* **Directions**
Which of the lines below contain the string "integer"? Copy each one in full, with case counting.

--- Material supplied ---

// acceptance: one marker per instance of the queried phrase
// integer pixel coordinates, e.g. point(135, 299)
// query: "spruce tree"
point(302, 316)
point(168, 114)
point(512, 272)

---
--- Material supplied ---

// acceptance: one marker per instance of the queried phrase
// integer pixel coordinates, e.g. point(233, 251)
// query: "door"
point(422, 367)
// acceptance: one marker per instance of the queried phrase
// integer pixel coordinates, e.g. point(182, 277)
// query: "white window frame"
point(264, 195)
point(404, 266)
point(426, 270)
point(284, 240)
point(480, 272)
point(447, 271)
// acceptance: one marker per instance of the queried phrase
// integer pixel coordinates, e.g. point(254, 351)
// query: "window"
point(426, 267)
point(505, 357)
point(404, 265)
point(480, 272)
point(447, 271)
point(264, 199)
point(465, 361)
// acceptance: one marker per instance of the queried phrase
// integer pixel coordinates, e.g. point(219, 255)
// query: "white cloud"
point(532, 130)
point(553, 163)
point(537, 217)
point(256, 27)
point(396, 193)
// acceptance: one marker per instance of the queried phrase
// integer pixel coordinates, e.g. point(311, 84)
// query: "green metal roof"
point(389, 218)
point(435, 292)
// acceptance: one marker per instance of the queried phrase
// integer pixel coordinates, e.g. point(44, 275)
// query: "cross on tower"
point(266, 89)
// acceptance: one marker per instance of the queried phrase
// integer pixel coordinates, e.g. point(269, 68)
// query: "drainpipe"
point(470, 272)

---

* **Problem solution**
// integer pixel coordinates, e.g. point(135, 299)
// integer pixel coordinates, e.g. point(233, 251)
// integer pixel coordinates, e.g. point(182, 277)
// integer pixel coordinates, e.g. point(254, 351)
// integer pixel coordinates, e.g. point(219, 255)
// integer pixel coordinates, e.g. point(311, 84)
// integer pixel coordinates, e.g. point(44, 275)
// integer pixel coordinates, e.g. point(269, 68)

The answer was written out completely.